Les tâches:
A: Répondez à ces questions à partir du texte sur la nomination du général Dextraze :
(i) À quelle date le général Dextraze accédera-t-il au poste de Chef d'état-major général ?
(ii) En quelle année une véritable politique d'intégration des francophones a-t-elle été mise sur pied ?
(iii) Combien de Canadiens-français compte-t-on parmi les généraux ?
B: Dans les données de pointage, réécrivez seulement les lignes allant de celle qui contient « the truck windshield » jusqu'à celle qui contient « x=608, y=144 », toutes deux incluses, consignes comprises. Multipliez chaque coordonnée des points par 1,45 et arrondissez à l'entier, les demis vers le haut.

Texte fourni:
+ + + +
Canada : nomination du général Dextraze au poste de Chef d’état-major des forces armées
Le 13 septembre prochain, le général d’origine française Jacques Dextraze accédera au plus haut poste de la hiérarchie militaire canadienne, celui de Chef d’état-major général (CEMG). Cette nomination remet à l’ordre du jour la question de la francophonie dans les forces armées. En effet le général Dextraze, de par ses fonctions actuelles de chef du personnel militaire, s’est longuement penché sur le problème, et le fait qu’il supplante le général anglophone Pollard, d’un an plus ancien et considéré jusque-là comme le « dauphin » du Chef d’état-major du moment, marque l’importance attachée par le Gouvernement à l’intégration des francophones (1). Pour mesurer l’ampleur de la tâche à accomplir dans ce domaine, il apparaît intéressant de faire le point de l’évolution de la situation des Canadiens-français dans les forces armées par rapport aux objectifs fixés par le Premier ministre Trudeau : donner aux francophones, à tous les niveaux de la hiérarchie militaire, une place correspondant à celle qui est la leur dans la Nation.
Il faut d’abord rappeler qu’il n’y a jamais eu de service militaire obligatoire au Canada et que, par le fait même, les Canadiens-français n’ont guère été attirés par une armée dont la langue et les traditions étaient britanniques. Les nécessités de la Première Guerre mondiale firent créer quelques unités à prédominance francophone, mais il fallut attendre l’année 1964 pour qu’à la faveur de la fusion des trois armées traditionnelles une véritable politique d’intégration des francophones soit mise sur pied. La réorganisation des forces armées fit constituer de nouvelles unités de langue française et un effort sans précédent fut entrepris pour réaliser le programme défini dans le Livre blanc sur « la défense dans les années 1970 » : atteindre le taux de 28 % des francophones à tous les échelons des forces armées et, ainsi, renforcer l’unité canadienne.
Ce pourcentage n’a pas été choisi au hasard. Il est celui que représente la population d’origine française par rapport aux 21 millions de Canadiens. Les forces armées à l’heure actuelle sont loin de l’atteindre : les 12 800 francophones ne constituent que 15,4 % de l’effectif total des forces armées (83 000 hommes) ; ce pourcentage tombe à 11,8 % chez les officiers et il n’y a que neuf Canadiens-français parmi les généraux. La répartition des francophones dans la pyramide des grades met en évidence une forte représentation aux bas échelons : environ 25 % des soldats de 2e classe, 21 % des sous-lieutenants, mais seulement 6 % des adjudant-chefs et des colonels ont le français pour langue maternelle.
+ + + +
(Extraits de données de pointage)
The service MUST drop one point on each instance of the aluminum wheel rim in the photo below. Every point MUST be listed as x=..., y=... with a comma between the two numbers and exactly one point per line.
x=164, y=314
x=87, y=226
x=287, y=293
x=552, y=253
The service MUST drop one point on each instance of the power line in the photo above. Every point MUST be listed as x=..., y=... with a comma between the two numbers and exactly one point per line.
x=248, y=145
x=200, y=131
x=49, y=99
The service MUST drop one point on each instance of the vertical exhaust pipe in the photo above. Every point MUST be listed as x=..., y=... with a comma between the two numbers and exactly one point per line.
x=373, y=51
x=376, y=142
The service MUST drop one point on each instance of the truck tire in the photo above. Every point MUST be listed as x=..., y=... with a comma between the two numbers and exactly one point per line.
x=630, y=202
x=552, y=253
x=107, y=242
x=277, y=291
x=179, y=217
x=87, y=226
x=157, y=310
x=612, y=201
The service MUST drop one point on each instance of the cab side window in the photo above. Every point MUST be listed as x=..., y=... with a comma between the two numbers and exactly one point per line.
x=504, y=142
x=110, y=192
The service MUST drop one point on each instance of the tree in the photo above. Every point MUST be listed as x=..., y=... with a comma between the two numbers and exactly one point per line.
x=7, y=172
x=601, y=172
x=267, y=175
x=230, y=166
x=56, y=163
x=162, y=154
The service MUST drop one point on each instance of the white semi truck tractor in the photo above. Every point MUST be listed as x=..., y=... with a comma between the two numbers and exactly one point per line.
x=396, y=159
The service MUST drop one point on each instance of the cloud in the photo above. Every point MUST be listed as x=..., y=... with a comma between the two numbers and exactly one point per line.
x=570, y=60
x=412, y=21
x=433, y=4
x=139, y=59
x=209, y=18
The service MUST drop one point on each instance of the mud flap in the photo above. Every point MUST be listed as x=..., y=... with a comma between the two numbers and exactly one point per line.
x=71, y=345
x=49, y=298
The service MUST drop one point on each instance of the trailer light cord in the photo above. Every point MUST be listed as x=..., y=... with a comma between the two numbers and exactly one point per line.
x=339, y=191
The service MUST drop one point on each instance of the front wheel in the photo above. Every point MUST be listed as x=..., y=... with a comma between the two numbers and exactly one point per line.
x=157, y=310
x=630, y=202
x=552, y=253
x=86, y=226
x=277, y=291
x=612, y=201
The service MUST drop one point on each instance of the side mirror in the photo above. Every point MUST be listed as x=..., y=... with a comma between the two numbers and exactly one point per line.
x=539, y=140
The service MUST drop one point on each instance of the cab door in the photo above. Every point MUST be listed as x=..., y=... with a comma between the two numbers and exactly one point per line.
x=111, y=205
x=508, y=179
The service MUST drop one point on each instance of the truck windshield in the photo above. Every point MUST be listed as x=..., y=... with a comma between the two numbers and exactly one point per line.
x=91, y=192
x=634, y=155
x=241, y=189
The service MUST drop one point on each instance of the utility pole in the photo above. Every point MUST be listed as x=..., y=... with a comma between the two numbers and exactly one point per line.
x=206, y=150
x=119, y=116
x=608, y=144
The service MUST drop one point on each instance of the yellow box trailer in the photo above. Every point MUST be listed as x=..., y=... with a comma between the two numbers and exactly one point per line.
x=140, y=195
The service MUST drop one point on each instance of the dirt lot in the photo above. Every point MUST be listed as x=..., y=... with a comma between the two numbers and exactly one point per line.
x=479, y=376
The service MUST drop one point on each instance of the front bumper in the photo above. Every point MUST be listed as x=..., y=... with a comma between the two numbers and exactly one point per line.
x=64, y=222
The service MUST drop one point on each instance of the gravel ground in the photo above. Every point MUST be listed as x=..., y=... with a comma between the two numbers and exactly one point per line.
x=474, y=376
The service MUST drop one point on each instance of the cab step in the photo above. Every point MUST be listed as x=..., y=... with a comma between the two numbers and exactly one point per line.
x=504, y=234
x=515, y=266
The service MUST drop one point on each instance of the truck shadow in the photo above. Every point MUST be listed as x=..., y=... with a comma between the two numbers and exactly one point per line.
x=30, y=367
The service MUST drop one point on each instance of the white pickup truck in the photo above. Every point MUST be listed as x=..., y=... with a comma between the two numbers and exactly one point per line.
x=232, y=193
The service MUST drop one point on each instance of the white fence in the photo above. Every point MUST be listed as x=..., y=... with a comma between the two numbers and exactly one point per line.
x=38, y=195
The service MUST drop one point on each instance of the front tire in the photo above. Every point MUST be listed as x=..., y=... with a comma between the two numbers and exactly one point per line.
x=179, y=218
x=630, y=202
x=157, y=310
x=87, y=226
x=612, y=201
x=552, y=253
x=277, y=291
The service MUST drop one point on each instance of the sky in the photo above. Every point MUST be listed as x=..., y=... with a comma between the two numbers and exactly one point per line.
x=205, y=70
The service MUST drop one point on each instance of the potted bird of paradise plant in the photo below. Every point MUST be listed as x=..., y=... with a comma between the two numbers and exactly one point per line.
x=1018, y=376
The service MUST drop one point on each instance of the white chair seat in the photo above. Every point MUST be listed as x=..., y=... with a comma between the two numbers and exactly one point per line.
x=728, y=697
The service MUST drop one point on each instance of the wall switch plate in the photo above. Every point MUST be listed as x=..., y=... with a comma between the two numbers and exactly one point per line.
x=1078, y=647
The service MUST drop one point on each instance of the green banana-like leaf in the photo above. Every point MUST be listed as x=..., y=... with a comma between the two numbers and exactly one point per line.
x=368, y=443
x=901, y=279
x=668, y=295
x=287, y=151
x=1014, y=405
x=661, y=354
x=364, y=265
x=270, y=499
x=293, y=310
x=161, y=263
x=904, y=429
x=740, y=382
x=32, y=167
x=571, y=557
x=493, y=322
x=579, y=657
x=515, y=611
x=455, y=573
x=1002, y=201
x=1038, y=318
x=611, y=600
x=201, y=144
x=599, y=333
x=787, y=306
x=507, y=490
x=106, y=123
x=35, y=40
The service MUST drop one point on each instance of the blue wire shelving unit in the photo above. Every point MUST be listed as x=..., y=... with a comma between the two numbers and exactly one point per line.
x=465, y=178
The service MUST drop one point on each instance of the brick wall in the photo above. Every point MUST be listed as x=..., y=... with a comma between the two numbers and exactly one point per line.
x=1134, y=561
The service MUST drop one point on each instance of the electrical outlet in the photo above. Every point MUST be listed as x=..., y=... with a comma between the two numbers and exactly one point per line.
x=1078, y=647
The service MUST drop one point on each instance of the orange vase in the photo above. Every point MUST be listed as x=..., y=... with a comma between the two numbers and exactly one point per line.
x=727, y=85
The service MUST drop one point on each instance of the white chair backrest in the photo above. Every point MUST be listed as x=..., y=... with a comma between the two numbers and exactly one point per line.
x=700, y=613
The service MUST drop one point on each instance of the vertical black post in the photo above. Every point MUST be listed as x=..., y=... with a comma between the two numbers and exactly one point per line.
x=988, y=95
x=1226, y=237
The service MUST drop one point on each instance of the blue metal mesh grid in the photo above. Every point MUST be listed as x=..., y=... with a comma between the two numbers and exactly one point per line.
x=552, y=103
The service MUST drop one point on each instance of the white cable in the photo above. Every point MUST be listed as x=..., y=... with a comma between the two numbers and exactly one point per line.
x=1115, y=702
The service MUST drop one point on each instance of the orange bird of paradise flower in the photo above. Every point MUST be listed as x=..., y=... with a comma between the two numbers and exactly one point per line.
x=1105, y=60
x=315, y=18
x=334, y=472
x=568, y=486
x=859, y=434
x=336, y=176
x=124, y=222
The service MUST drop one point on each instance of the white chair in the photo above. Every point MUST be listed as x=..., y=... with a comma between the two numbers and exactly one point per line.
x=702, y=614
+ + + +
Exercice corrigé:
A:
(i) Le 13 septembre.
(ii) En 1964.
(iii) Neuf.

B:
The service MUST drop one point on each instance of the truck windshield in the photo above. Every point MUST be listed as x=..., y=... with a comma between the two numbers and exactly one point per line.
x=132, y=278
x=919, y=225
x=349, y=274
The service MUST drop one point on each instance of the utility pole in the photo above. Every point MUST be listed as x=..., y=... with a comma between the two numbers and exactly one point per line.
x=299, y=218
x=173, y=168
x=882, y=209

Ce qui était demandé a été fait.